MATERIAL SHOWN -
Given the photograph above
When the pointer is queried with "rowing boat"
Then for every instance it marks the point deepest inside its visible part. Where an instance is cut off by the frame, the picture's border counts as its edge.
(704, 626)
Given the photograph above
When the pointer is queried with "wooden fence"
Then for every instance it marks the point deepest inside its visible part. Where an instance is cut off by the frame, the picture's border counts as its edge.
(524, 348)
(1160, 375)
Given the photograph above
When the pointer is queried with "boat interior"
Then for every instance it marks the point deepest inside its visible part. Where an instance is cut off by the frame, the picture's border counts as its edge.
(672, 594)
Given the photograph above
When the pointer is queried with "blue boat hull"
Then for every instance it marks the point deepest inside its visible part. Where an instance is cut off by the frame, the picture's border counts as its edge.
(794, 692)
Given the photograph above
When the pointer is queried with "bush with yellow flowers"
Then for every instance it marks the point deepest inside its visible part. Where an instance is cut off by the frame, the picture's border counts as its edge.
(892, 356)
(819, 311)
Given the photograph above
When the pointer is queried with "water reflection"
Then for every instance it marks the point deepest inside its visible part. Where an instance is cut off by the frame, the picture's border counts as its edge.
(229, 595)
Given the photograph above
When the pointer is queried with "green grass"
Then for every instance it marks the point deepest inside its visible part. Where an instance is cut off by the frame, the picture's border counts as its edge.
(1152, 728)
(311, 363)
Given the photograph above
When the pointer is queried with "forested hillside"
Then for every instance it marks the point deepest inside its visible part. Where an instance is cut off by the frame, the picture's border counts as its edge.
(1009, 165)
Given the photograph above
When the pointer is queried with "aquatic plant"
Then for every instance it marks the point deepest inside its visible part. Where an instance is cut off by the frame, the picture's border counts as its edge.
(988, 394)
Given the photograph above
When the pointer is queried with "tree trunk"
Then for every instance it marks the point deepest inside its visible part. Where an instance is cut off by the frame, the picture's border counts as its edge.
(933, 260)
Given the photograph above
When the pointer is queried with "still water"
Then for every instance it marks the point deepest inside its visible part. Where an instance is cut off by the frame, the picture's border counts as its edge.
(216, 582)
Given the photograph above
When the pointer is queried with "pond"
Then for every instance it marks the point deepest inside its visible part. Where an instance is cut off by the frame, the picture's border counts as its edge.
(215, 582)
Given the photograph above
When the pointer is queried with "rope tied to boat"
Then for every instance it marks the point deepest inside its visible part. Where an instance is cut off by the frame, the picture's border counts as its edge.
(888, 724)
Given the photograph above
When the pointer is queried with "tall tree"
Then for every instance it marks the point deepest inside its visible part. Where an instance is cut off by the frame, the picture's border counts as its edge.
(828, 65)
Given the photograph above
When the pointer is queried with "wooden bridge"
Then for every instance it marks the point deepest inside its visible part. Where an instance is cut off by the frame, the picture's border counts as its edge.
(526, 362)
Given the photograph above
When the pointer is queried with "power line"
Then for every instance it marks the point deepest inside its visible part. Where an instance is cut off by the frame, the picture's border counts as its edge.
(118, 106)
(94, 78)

THE TASK - Return a copy of each line in the records above that has "wooden" in it.

TASK SOLUTION -
When the pointer is queried with "wooden fence"
When the pointer is queried with "wooden bridge"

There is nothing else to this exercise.